Copia l'Olocausto e spediscilo a 10 tuoi amici
Magari è arrivato anche a voi: il Male Assoluto via e-mail. È un allegato che vi ha spedito un vostro amico, o un collega (ma può anche trattarsi di un perfetto sconosciuto). Un clic, e ve lo trovate davanti (continua sull'Unità online; si può commentare lì).
(La foto è presa da qui).
Può darsi che sia arrivato anche a voi: il Male Assoluto via e-mail. È un allegato che vi ha spedito un vostro amico, o un collega (ma può anche trattarsi di un perfetto sconosciuto). Un clic, e ve lo trovate davanti. Certo, è un orrore ‘già visto’: le foto in bianco e nero dei prigionieri dei campi di sterminio tedeschi. Eppure, dopo tanti anni (e dieci Giornate della Memoria) le foto restano spaventose. Ce n’è una che mostra una fossa comune, un’altra che ritrae un gruppo di bambini, nudi e scheletrici – qualcosa non va. Non si dovrebbero inviare foto di cadaveri o di bambini nudi e torturati per e-mail. Potrebbe perfino essere illegale. Eppure la persona che vi ha spedito il messaggio era in buona fede: il pensiero di commettere un reato non deve averlo sfiorato nemmeno. Lo ha fatto a fin di bene: voleva aiutarvi a ricordare.
Ma soprattutto voleva mettervi in guardia da chi la Shoah fa di tutto per dimenticarla: i cosiddetti negazionisti. Pare che siano dappertutto, e che malgrado tutti i nostri sforzi aumentino sempre di più. Com’è possibile? Nel testo che accompagna le foto spaventose si legge: Recentemente, il Regno Unito, ha rimosso l’Olocausto dai suoi programmi scolastici perché “offensivo” nei confronti della popolazione mussulmana che afferma che l’Olocausto non è esistito…
Ecco risolto l’arcano: i negazionisti sono i musulmani. La “popolazione musulmana” addirittura “afferma che l’Olocausto non è mai esistito”. E siccome i musulmani sono un blocco compatto, probabilmente la penseranno così anche quelli che abitano tra noi. Non solo, ma sono tutti terribilmente suscettibili: appena provi a parlare di Shoah nelle scuole, si offendono a morte, e quindi gli insegnanti del Regno Unito avrebbero deciso di non parlarne più. Non è una vergogna? Non vale la pena di contrastarla in tutti i modi, anche inviando foto di cadaveri ad amici e conoscenti?

□ □ □ □

# ELENCO ATTIVITÀ
1. Per ciascuna affermazione indica se concorda con il brano sulle foto dell'Olocausto inviate per e-mail: (a) le foto allegate al messaggio sono a colori; (b) chi ha spedito il messaggio era in buona fede; (c) il testo che accompagna le foto sostiene che il Regno Unito ha tolto l'Olocausto dai programmi scolastici. Motiva ogni risposta citando le parole decisive del brano.
2. Aggiorna i record, dal record che contiene "Could you please pick out the shaggy" fino alla fine dei record, sostituendo "sample" con "example" e lasciando invariato tutto il resto.

# RECORD ESTRATTI
□ □ □ □

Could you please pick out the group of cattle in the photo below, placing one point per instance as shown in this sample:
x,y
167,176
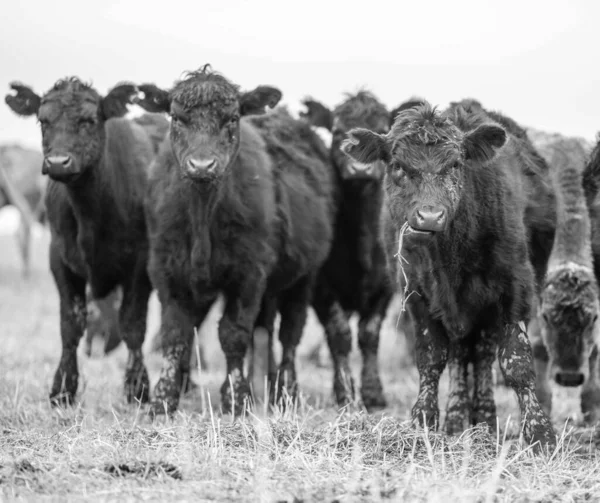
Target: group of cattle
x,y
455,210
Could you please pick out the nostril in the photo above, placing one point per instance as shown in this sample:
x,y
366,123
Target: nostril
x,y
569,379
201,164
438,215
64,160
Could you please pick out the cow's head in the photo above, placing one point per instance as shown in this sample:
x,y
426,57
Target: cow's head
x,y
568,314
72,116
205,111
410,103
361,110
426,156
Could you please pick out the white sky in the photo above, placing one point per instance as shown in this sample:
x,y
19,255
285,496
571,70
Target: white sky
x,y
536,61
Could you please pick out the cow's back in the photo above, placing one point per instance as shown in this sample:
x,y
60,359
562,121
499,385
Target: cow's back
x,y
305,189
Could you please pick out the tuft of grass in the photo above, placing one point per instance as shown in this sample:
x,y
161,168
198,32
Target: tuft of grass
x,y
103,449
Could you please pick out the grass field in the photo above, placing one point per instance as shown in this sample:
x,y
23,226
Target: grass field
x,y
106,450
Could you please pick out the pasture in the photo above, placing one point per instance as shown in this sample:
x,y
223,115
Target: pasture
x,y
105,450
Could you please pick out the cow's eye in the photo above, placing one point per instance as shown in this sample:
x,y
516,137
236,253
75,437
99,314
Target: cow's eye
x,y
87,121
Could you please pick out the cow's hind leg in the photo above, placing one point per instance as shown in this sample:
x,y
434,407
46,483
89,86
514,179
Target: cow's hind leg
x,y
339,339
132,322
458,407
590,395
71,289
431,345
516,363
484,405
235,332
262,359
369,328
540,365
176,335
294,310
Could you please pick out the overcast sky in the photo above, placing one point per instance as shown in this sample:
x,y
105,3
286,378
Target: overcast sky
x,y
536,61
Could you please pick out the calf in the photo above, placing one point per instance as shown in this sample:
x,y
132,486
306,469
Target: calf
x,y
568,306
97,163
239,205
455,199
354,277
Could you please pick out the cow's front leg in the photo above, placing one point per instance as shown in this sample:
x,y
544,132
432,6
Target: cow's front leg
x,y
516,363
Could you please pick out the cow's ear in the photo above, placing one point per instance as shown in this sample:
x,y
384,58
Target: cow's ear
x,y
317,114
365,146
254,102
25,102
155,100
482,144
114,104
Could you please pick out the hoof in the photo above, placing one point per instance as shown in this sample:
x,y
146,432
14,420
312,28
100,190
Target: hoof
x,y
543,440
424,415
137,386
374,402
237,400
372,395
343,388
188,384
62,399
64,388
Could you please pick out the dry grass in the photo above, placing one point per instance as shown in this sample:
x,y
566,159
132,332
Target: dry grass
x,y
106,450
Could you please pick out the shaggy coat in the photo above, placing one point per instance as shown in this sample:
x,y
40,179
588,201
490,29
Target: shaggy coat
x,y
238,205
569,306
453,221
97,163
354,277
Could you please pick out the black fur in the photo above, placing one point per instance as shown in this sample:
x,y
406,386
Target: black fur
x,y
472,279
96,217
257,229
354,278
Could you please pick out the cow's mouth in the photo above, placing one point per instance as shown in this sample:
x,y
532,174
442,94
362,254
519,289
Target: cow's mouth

□ □ □ □

# SOLUZIONI
1.
(a) No: "le foto in bianco e nero dei prigionieri dei campi di sterminio tedeschi".
(b) Sì: "Eppure la persona che vi ha spedito il messaggio era in buona fede".
(c) Sì: "Recentemente, il Regno Unito, ha rimosso l’Olocausto dai suoi programmi scolastici".

2.
Could you please pick out the shaggy coat in the photo above, placing one point per instance as shown in this example:
x,y
40,179
588,201
490,29
Target: shaggy coat
x,y
238,205
569,306
453,221
97,163
354,277
Could you please pick out the black fur in the photo above, placing one point per instance as shown in this example:
x,y
406,386
Target: black fur
x,y
472,279
96,217
257,229
354,278
Could you please pick out the cow's mouth in the photo above, placing one point per instance as shown in this example:
x,y
532,174
442,94
362,254
519,289
Target: cow's mouth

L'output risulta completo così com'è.